*** Listed records ***
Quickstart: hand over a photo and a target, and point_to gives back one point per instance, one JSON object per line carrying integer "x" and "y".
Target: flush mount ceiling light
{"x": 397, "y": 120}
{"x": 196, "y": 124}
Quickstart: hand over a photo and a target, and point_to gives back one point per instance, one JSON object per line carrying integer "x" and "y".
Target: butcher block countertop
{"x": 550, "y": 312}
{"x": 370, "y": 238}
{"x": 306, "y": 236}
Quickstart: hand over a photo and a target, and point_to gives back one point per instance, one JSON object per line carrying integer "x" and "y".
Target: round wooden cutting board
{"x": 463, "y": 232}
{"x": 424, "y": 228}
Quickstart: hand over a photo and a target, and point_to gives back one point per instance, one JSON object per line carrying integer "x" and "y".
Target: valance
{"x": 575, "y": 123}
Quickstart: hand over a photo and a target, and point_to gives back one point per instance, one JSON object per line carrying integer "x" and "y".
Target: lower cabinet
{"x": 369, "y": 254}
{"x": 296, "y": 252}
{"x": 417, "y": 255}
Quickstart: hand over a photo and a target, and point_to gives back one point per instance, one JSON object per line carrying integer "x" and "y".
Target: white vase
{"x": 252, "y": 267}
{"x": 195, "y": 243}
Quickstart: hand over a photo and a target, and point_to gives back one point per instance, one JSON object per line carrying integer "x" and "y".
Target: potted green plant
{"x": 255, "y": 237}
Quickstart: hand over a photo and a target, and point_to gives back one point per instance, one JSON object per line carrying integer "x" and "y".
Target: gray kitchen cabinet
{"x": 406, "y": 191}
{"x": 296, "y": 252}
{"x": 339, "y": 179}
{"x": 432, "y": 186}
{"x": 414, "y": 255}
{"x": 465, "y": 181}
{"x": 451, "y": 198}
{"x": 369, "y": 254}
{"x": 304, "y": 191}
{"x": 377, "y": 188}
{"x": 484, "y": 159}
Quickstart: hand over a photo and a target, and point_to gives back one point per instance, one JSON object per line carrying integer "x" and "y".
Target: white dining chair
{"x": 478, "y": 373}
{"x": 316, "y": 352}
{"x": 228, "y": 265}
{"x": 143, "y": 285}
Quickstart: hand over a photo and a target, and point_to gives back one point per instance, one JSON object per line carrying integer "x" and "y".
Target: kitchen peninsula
*** End of Listed records ***
● **What you need to do**
Keep the wording exact. Give all of the records again.

● **Exercise solution**
Quickstart: hand over a photo and a target, and point_to gives back one point per instance, one JSON object per line carrying integer "x" and "y".
Target: flush mount ceiling light
{"x": 397, "y": 120}
{"x": 196, "y": 124}
Quickstart: hand over a photo and a target, and point_to gives back one point per instance, one JSON object per line carrying integer "x" and "y".
Target: butcher block countertop
{"x": 550, "y": 312}
{"x": 370, "y": 238}
{"x": 306, "y": 236}
Quickstart: hand over a photo and a target, and point_to gives back one point per instance, one JSON object per line carrying integer "x" and "y".
Target: round wooden cutting board
{"x": 463, "y": 232}
{"x": 424, "y": 228}
Quickstart: hand over a photo and a target, and point_to gives back one point per instance, one JSON object per line carrying integer "x" and "y".
Target: valance
{"x": 575, "y": 123}
Quickstart: hand over a photo and a target, and point_to gives back one point per instance, one JSON object per line carrying integer "x" and "y".
Target: lower cabinet
{"x": 369, "y": 254}
{"x": 296, "y": 252}
{"x": 417, "y": 255}
Quickstart: hand over a photo and a target, and point_to gives back one point per instance, one JSON object per line carrying integer "x" and "y".
Target: white vase
{"x": 252, "y": 267}
{"x": 195, "y": 243}
Quickstart: hand over a photo and a target, and point_to gives back one point per instance, one JSON object per line carrying integer "x" and "y".
Target: potted green plant
{"x": 255, "y": 237}
Quickstart: hand over a photo and a target, and point_to gives back one point per instance, one JSON object per line carrying integer "x" and "y".
Target: gray kitchen cabinet
{"x": 406, "y": 191}
{"x": 296, "y": 252}
{"x": 339, "y": 179}
{"x": 432, "y": 186}
{"x": 414, "y": 255}
{"x": 465, "y": 181}
{"x": 451, "y": 198}
{"x": 369, "y": 254}
{"x": 304, "y": 191}
{"x": 377, "y": 188}
{"x": 484, "y": 159}
Quickstart: hand over a photo and a target, and point_to gives back one point per instance, one JSON object per line carrying integer "x" and "y".
Target: white dining chair
{"x": 478, "y": 373}
{"x": 316, "y": 352}
{"x": 228, "y": 265}
{"x": 143, "y": 285}
Quickstart: hand over a photo and a target, and point_to gives back one point per instance, one JSON object per line carrying integer "x" and "y".
Target: kitchen peninsula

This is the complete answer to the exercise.